### THE TASKS
1 - Print the passage of the sample midterm problem that begins at the words "Revision as of" and ends after "use $u$ -substitution.".
2 - Pick up the sample midterm problem after its last line and write the next part.

### DOCUMENT EXTRACT
Difference between revisions of "009B Sample Midterm 1, Problem 4"

Revision as of 16:56, 7 February 2017

Evaluate the integral:

\int \sin ^{3}x\cos ^{2}x~dx

Foundations:
1. Recall the trig identity
$\sin ^{2}x+\cos ^{2}x=1$
2. How would you integrate $\int \sin ^{2}x\cos x~dx?$
You could use $u$ -substitution.

A series of records:
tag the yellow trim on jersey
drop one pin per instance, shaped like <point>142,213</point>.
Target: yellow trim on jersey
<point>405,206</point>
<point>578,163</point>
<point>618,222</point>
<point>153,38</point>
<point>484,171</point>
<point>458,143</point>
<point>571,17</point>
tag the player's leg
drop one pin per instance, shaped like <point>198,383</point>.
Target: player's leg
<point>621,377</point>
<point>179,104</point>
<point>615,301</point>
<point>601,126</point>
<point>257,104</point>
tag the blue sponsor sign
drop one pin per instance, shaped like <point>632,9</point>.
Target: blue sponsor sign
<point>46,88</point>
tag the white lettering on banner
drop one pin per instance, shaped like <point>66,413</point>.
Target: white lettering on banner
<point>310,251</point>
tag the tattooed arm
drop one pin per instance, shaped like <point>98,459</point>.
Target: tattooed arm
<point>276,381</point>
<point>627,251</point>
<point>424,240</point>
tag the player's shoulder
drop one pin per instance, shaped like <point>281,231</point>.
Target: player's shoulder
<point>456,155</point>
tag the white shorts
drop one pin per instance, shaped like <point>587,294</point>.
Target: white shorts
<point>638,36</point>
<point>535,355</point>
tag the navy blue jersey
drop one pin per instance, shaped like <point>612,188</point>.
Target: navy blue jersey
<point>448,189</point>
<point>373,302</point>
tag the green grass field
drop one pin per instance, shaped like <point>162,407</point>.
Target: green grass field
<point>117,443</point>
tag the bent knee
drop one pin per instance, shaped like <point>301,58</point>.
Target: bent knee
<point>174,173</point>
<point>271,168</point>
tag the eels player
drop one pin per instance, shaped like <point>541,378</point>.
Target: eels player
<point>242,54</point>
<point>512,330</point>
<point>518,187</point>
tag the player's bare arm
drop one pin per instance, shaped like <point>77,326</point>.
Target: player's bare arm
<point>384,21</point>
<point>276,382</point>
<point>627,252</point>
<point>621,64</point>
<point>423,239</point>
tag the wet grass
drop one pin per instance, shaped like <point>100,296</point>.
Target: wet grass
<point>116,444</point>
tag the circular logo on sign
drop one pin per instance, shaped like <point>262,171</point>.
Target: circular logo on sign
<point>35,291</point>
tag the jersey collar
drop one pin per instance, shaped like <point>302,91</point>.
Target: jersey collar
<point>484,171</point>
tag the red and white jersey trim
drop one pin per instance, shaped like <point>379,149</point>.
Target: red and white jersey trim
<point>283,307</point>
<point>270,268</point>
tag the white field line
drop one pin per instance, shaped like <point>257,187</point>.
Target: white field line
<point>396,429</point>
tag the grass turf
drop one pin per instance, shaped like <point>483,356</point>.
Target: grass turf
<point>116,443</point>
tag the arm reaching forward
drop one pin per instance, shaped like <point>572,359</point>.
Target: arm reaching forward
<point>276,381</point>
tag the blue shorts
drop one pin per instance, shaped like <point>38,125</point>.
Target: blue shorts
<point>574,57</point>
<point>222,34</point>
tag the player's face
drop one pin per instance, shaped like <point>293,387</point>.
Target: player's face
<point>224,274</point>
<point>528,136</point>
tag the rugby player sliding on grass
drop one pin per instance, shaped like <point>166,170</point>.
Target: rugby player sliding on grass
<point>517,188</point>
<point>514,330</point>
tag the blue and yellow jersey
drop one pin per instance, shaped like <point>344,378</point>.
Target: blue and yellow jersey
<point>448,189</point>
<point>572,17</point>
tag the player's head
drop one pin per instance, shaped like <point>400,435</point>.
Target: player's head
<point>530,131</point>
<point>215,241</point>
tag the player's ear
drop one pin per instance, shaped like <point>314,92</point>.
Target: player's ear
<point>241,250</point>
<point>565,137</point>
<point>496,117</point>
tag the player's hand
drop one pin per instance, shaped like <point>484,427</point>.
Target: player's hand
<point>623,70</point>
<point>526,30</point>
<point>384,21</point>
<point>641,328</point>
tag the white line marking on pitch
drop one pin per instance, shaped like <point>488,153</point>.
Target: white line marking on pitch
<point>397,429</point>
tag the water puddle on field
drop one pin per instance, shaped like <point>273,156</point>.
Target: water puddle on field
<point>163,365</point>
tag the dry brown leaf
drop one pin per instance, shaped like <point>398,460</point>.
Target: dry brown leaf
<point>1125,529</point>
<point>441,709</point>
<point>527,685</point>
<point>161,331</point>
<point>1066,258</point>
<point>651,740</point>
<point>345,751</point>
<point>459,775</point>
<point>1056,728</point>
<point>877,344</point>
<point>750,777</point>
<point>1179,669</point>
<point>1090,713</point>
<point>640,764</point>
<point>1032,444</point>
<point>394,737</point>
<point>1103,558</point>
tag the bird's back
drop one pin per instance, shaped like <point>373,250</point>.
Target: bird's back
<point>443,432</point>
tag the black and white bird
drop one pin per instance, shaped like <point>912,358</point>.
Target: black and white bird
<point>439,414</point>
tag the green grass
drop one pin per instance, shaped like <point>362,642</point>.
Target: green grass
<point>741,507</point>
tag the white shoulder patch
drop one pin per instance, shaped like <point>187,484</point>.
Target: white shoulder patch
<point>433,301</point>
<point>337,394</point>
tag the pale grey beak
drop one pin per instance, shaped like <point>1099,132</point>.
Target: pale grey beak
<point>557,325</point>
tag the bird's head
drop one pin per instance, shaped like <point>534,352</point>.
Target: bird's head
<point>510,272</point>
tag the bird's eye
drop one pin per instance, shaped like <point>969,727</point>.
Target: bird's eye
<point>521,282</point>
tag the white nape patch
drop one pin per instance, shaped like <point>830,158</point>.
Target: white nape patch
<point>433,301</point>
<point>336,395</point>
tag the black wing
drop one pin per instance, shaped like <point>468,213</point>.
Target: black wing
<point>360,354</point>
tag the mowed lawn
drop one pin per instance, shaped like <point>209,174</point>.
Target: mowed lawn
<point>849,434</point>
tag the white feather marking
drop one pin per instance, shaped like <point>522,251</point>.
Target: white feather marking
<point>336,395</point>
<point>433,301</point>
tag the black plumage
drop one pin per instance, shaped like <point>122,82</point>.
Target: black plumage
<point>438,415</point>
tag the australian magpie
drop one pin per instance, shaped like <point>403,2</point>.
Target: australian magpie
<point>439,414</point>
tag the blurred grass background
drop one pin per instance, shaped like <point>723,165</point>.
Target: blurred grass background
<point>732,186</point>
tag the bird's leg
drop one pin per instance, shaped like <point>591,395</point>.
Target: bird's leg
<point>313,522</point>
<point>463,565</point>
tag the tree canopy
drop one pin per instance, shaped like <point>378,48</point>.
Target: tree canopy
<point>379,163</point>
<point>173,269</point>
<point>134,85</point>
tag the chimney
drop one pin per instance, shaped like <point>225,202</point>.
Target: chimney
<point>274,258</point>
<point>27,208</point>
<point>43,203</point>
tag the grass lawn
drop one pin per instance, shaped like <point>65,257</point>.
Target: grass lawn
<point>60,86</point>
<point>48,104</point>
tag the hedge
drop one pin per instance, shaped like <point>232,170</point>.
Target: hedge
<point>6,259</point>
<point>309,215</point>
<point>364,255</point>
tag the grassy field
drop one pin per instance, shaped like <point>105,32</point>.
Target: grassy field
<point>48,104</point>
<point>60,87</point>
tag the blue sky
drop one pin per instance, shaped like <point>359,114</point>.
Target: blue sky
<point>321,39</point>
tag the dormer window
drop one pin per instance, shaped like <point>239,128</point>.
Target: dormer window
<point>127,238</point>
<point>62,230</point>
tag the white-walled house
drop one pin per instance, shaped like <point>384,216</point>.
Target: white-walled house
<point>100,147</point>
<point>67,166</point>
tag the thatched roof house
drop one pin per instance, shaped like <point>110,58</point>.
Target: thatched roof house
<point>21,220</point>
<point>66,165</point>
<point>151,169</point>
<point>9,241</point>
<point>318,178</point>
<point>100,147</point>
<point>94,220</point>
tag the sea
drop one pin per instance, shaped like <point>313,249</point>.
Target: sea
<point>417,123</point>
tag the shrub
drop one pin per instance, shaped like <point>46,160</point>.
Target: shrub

### ANSWERS IN ORDER
1 -
Revision as of 16:56, 7 February 2017

Evaluate the integral:

\int \sin ^{3}x\cos ^{2}x~dx

Foundations:
1. Recall the trig identity
$\sin ^{2}x+\cos ^{2}x=1$
2. How would you integrate $\int \sin ^{2}x\cos x~dx?$
You could use $u$ -substitution.

2 -
Let $u=\sin x.$
Then, $du=\cos x~dx.$ Thus,
${\begin{array}{rcl}\displaystyle {\int \sin ^{2}x\cos x~dx}&=&\displaystyle {\int u^{2}~du}\\&&\\&=&\displaystyle {{\frac {u^{3}}{3}}+C}\\&&\\&=&\displaystyle {{\frac {\sin ^{3}x}{3}}+C.}\end{array}}$

Solution:

Step 1:
First, we write
$\int \sin ^{3}x\cos ^{2}x~dx=\int (\sin x)\sin ^{2}x\cos ^{2}x~dx.$
Using the identity $\sin ^{2}x+\cos ^{2}x=1,$
we get $\sin ^{2}x=1-\cos ^{2}x.$
If we use this identity, we have
${\begin{array}{rcl}\displaystyle {\int \sin ^{3}x\cos ^{2}x~dx}&=&\displaystyle {\int (\sin x)(1-\cos ^{2}x)\cos ^{2}x~dx}\\&&\\&=&\displaystyle {\int (\cos ^{2}x-\cos ^{4}x)\sin(x)~dx.}\end{array}}$

Step 2:
Now, we use $u$ -substitution.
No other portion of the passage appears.